* Passage to read *
=====

Jeff Burton is the sole photographer. His still pictures sharply focus on incidental objects--upholstery tacks, a crocheted afghan--merely glimpsed out of the corner of a professional video camera’s eye during commercial pornography shoots. Burton, by relegating porn-movie sex acts to the fuzzy background, makes eroticism surprisingly atmospheric.

The lone video projection is by Jennifer Steinkamp, with an electronic score by frequent collaborator Jimmy Johnson. Installed overhead, its rhythmic, pulsing curves provide a dance-club yang to Bridget Riley’s painted yin.

On offer in a cushy, sofa-lined theater at the back is a schedule of six artists’ movies--not videos, please note, but movies . And there’s not a dud among them. They range from classics, such as Kenneth Anger’s autoerotic “Kustom Kar Kommandos” (1963), to such recent masterworks as Sarah Morris’ hypnotic aerial tour of shiny Las Vegas, “AM/PM” (1999), and Stephen Prina’s musical meditation on obsession, “Vinyl II” (2000). The new films link up beautifully with the old.

=====

Dataset entries:
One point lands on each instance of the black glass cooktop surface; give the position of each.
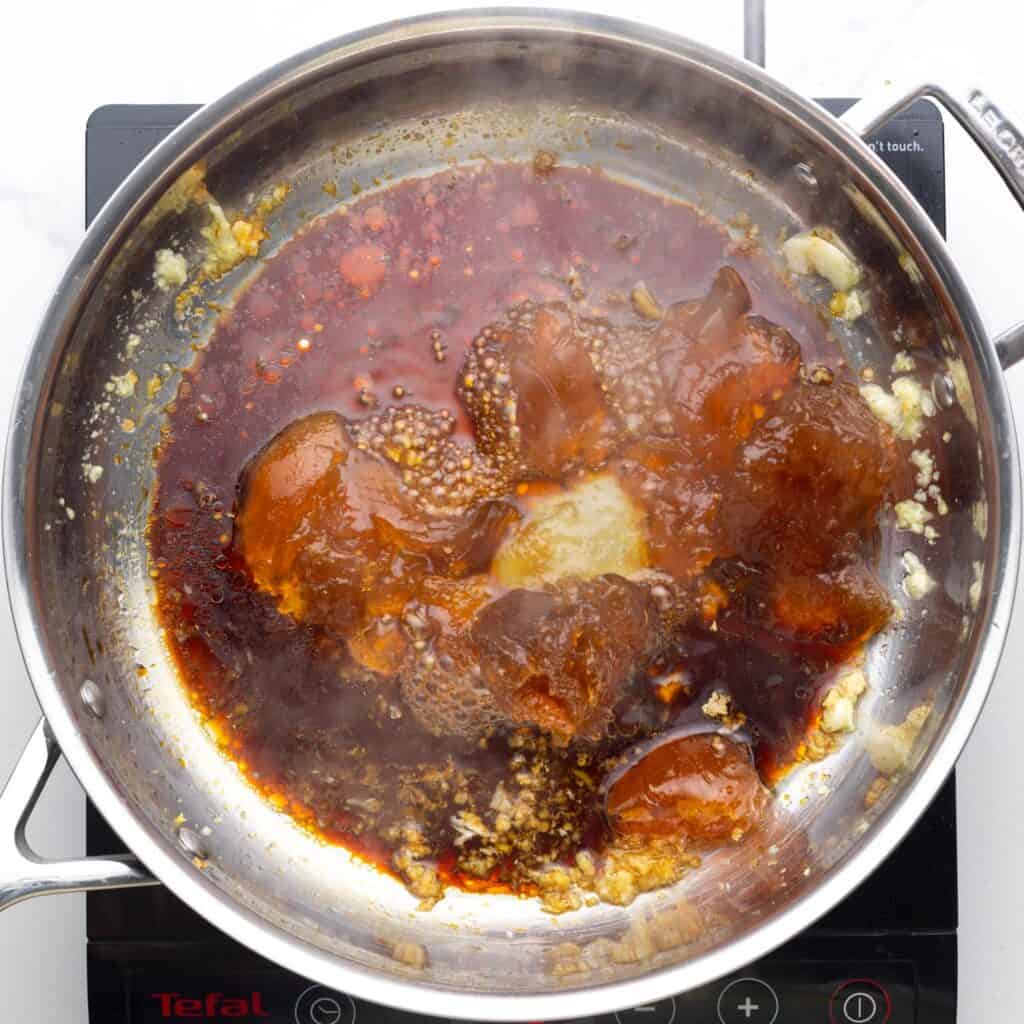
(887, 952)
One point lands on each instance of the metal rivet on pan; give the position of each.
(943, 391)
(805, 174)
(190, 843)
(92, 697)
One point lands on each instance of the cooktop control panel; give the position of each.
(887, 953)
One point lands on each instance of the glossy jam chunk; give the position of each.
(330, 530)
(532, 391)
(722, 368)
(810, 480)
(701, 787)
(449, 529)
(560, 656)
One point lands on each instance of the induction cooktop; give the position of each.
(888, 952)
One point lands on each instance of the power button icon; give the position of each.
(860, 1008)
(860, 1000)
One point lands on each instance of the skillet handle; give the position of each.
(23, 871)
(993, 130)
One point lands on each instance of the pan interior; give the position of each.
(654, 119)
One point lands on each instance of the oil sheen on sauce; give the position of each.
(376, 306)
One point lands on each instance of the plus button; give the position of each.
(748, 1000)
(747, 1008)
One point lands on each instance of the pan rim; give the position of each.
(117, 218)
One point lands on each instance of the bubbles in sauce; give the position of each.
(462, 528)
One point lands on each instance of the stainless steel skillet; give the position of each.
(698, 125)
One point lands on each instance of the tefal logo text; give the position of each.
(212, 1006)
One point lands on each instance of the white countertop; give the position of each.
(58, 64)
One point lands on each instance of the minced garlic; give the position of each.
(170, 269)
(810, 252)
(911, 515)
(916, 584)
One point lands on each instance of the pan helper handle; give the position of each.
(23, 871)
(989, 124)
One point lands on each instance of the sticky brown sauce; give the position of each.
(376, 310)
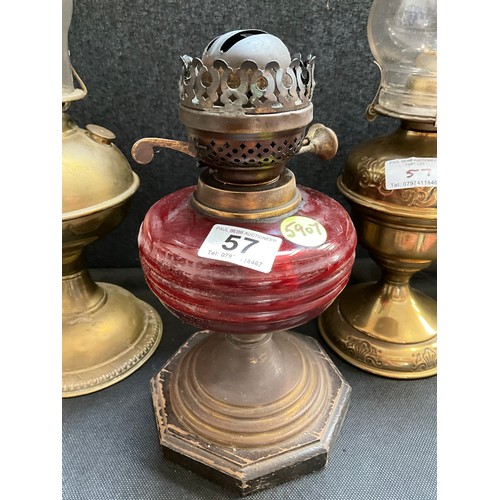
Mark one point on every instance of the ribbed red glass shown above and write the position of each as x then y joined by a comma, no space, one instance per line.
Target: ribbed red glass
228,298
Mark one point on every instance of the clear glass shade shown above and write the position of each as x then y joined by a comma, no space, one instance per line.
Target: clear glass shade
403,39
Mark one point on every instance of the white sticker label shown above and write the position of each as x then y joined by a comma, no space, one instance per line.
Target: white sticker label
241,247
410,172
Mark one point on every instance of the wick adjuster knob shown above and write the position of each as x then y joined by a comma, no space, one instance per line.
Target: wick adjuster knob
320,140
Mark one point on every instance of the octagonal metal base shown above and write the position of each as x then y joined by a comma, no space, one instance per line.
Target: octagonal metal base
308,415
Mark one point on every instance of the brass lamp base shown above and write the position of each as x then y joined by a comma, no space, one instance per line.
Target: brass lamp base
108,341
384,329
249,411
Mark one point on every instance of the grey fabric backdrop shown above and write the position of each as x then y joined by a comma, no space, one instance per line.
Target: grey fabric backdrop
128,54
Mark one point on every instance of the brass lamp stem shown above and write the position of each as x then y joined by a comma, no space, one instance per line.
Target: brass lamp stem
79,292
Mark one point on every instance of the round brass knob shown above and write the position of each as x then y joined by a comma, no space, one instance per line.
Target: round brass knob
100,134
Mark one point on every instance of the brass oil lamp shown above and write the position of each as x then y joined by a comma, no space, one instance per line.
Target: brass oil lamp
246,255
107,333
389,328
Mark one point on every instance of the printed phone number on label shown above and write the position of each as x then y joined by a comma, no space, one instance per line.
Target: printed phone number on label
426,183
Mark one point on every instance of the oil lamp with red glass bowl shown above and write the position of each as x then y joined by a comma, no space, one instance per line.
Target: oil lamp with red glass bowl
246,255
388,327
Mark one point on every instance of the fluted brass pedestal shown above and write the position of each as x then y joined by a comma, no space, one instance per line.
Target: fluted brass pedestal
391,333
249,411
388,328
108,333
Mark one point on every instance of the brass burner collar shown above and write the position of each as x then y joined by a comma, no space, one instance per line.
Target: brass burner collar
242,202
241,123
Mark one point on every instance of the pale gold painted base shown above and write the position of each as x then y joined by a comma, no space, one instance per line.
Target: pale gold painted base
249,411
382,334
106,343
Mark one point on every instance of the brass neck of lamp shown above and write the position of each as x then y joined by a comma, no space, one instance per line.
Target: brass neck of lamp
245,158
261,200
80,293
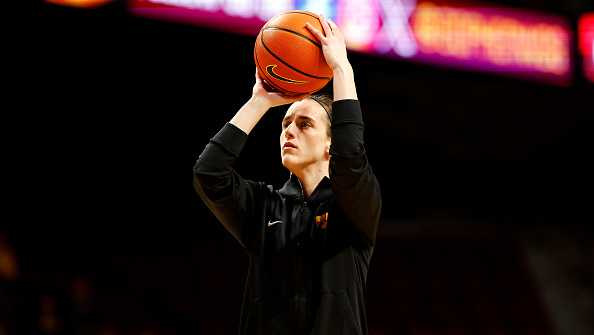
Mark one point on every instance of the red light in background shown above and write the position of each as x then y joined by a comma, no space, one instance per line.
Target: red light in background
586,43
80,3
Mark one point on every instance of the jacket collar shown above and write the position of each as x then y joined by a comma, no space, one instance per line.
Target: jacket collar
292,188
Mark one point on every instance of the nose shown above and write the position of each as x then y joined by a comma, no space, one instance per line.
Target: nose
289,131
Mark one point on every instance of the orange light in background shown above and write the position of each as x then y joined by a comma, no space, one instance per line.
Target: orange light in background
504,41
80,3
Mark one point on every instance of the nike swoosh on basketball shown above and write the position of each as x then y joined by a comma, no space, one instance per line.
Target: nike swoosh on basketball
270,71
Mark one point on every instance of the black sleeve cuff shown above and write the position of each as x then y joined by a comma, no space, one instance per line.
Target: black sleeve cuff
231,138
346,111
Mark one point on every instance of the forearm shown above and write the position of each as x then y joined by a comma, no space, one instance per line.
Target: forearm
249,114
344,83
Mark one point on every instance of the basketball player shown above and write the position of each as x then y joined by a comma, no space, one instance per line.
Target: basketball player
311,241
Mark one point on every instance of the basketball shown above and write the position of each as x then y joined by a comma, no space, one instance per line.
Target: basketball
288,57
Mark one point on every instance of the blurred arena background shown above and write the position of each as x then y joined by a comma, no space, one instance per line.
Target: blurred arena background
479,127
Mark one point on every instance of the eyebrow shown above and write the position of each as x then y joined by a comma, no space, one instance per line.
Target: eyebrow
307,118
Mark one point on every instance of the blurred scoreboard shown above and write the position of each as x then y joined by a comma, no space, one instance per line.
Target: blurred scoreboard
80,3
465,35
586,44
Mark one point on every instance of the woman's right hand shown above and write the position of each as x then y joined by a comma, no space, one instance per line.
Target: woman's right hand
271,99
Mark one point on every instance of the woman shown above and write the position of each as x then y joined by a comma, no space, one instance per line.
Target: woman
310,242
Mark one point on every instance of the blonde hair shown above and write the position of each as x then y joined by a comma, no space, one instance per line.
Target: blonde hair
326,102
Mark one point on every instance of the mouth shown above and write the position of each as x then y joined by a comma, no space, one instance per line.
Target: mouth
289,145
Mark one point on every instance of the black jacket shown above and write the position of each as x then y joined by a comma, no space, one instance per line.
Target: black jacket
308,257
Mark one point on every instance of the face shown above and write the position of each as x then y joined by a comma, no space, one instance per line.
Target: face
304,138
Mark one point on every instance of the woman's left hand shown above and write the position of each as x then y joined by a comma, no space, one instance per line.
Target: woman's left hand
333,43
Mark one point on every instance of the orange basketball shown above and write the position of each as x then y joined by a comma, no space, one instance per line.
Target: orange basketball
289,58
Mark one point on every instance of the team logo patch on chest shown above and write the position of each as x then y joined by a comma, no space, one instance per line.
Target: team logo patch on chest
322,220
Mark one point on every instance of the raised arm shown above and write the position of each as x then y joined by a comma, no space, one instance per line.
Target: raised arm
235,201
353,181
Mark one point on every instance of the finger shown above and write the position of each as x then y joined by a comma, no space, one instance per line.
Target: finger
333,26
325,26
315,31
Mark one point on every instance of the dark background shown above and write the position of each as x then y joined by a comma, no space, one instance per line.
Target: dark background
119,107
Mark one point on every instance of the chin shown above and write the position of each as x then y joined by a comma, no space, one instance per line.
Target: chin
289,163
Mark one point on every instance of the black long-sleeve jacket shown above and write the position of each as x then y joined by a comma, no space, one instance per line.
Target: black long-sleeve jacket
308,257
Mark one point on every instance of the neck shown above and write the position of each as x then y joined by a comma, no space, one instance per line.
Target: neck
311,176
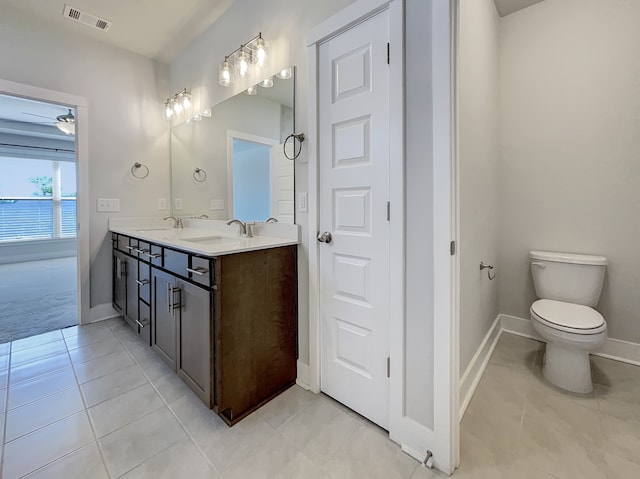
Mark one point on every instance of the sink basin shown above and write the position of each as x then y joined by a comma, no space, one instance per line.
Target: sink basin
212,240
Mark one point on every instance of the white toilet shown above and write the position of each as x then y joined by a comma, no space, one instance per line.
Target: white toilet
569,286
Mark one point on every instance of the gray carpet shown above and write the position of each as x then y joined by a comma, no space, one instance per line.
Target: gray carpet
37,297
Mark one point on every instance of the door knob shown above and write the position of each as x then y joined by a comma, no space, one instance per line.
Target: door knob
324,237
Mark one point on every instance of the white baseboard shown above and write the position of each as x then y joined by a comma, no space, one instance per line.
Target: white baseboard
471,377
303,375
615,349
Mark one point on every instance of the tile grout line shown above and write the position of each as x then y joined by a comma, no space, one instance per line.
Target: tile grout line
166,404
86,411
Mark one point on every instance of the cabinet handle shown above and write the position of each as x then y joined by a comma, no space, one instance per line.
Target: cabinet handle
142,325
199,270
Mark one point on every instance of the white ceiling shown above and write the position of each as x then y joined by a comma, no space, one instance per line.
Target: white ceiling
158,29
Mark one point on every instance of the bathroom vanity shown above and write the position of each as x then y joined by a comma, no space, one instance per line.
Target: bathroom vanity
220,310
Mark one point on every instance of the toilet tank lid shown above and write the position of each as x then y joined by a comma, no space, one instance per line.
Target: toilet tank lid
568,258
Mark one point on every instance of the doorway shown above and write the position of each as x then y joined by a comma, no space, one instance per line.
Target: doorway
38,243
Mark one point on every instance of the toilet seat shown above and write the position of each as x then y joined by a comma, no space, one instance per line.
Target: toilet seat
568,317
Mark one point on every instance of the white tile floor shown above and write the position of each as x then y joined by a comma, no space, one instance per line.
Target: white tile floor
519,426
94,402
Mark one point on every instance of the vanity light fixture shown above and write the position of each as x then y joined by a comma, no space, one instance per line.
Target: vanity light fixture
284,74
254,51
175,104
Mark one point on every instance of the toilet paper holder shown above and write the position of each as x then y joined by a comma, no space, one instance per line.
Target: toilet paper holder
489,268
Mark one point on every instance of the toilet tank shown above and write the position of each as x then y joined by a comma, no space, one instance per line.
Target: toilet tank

=====

* Using the information *
1) Does each statement agree with the exhibition review? Answer yes or no for each, quoting the deciding words. (a) Burton's pictures focus sharply on porn-movie sex acts. (b) Jimmy Johnson composed the score for Steinkamp's projection. (c) The theater at the back shows six artists' videos.
2) According to the exhibition review, how does Burton make eroticism surprisingly atmospheric? Answer in one to three sentences.
3) Carry on the exhibition review from its last sentence.
The records have no connection to the exhibition review.

* Answer set *
1)
(a) No: "relegating porn-movie sex acts to the fuzzy background"
(b) Yes: "with an electronic score by frequent collaborator Jimmy Johnson"
(c) No: "not videos, please note, but movies"

2) He pushes the porn-movie sex acts into the fuzzy background. His still pictures instead focus sharply on incidental objects glimpsed during the shoots, such as upholstery tacks or a crocheted afghan.

3)
Just about the only thing missing from this glamorous, sophisticated show are Bobby Short and his cafe-society band.

The Coleridge who decreed the building of such a stately pleasure dome is guest curator Dave Hickey. I’ve made no secret of my past enthusiasm for Hickey’s work as a critic, but there are big differences between being a successful writer and a convincing curator. Or so I thought. “Beau Monde” is one of those rare shows that joyfully smash all kinds of preconceptions. For me it will be a touchstone--not only of where we are in art right now, but also of the hopeful direction in which we’re headed.